- EXERCISE TASKS
A. Using the article on India's poverty, answer each question briefly:
(i) At which university was the father studying soils analysis?
(ii) In what year did a balance of payments crisis force India to liberalize its economy?
(iii) By how many people does India's population increase each year?
B. Turn the paragraph of the article on India's poverty that begins "Today, more than fifty years after independence" into a short bulleted list that keeps its main facts.
C. Retype the stretch of the article on India's poverty from "Today, more than" through "to keep pace." with no changes.

[Opening TEXT SEGMENT section]

Internet In South Asian Development
- a weapon to
Heritage & Travel
the-south-asian.com February 2001
Page 1 of 5
by Mira Kamdar
India’s most pressing problem in the 1950s was to feed its poor, who made up roughly half of its then burgeoning population of 350 million people. My father, one of the first Indians to come to America to study after India gained its independence in 1947, was working on a degree in soils analysis at Oregon State University. This was the era of the "green revolution."
Fueled by a mixture of Gandhian idealism and American can-do spirit, his plan was to complete his degree, return home, and do his part to help "Young India"--as it was often called in those days--improve agricultural production. But the attractions of making a decent living were irresistible. He decided to stay in America, switched his career to aeronautical engineering and got a job with one of the cutting-edge companies of the time: Boeing. My father became part of the "brain drain" that subsequently brought thousands of engineers, scientists, doctors and other professionals from India to America in search of a standard of living their country of origin could not afford to give them.
Half a century later, India’s most pressing problem is still how to deal with its poor. The green revolution did allow India to dramatically increase crop yields and become self-sufficient in food production. But India’s population more than kept pace with the country’s economic growth which ambled forward at the rate of 3.5 to 5 percent for many decades. Only after a balance of payments crisis forced India to take steps to liberalize its economy in 1991 did the country begin to achieve consistent growth of between 6 and 7 percent. But even this was not enough.
Today, more than fifty years after independence, India remains a country where 350 million people--a number equal to the entire population of the country in 1950--live in absolute poverty. India’s poor make up fully one third of its total population, which passed the billion mark on May 15, 2000. And India’s population is increasing by 15.5 million people each year. This means the country will need 125,000 new schools, 373,000 new teachers, 2.5 million new homes, and 4 million new jobs every year to meet the needs of its new citizens. With its current rate of growth, India cannot possibly hope to keep pace.
More alarming, even were India to move forward quickly with the next round of economic reforms and push growth up to the 8 to 10 percent range, and even if it were able to sustain this high level of growth over the next ten years, the lives of the poor would remain substantially unchanged. In fact, in this best-case scenario, per capita income in India would rise from the current $300 per year to all of $500 per year a decade from now. India cannot simply grow its way out of poverty.
The cost of the poor to India is inestimable. First and foremost, of course, there is the wasted human potential and the very real human suffering due to preventable contagious disease, lack of access to basic health care and education, even to sanitation and clean drinking water. Mass poverty is having a devastating impact on India’s environment, which is under attack from accelerated deforestation, overgrazing, and extremely high levels of air and water pollution, especially in urban areas. Mass poverty also affects India’s ability to compete against countries with better physical infrastructure and more educated populations for foreign direct investment, which India badly needs to face a fiscal deficit the IMF has recently deemed "unsustainable" and to jump-start badly needed infrastructure development in transportation, communications and power. Finally, mass poverty and the growing gulf between haves and have-nots poses a looming threat to India’s internal security and to its political and social stability.

[Closing TEXT SEGMENT section]
[Opening EXTRACTED RECORDS section]

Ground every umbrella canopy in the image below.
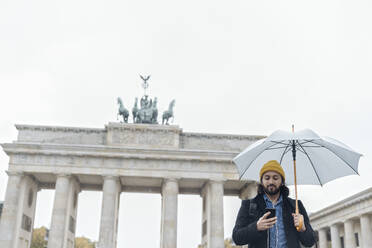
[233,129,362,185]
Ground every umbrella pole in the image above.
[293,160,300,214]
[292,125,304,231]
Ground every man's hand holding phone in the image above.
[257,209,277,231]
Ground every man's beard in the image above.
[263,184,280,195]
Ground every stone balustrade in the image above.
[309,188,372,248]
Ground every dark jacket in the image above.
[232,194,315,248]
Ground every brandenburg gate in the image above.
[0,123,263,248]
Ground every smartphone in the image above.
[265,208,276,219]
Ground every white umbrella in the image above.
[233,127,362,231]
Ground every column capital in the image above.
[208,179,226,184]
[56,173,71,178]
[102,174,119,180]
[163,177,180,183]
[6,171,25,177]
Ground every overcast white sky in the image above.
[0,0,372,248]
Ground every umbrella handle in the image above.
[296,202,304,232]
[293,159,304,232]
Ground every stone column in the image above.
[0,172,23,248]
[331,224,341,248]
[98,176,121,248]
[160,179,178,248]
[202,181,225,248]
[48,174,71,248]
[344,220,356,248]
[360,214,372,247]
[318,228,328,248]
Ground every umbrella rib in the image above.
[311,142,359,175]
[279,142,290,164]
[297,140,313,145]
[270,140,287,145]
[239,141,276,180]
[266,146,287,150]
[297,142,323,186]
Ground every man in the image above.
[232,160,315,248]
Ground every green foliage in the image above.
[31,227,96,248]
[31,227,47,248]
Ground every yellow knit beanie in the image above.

[Closing EXTRACTED RECORDS section]

- ACTIVITY ANSWERS
A.
(i) Oregon State University
(ii) 1991
(iii) 15.5 million

B.
- 350 million people in India live in absolute poverty, equal to the country's entire population in 1950.
- The poor make up one third of India's population, which passed one billion on May 15, 2000.
- The population grows by 15.5 million people each year.
- Each year India would need 125,000 new schools, 373,000 new teachers, 2.5 million new homes and 4 million new jobs.
- At its current rate of growth, India cannot keep pace.

C.
Today, more than fifty years after independence, India remains a country where 350 million people--a number equal to the entire population of the country in 1950--live in absolute poverty. India’s poor make up fully one third of its total population, which passed the billion mark on May 15, 2000. And India’s population is increasing by 15.5 million people each year. This means the country will need 125,000 new schools, 373,000 new teachers, 2.5 million new homes, and 4 million new jobs every year to meet the needs of its new citizens. With its current rate of growth, India cannot possibly hope to keep pace.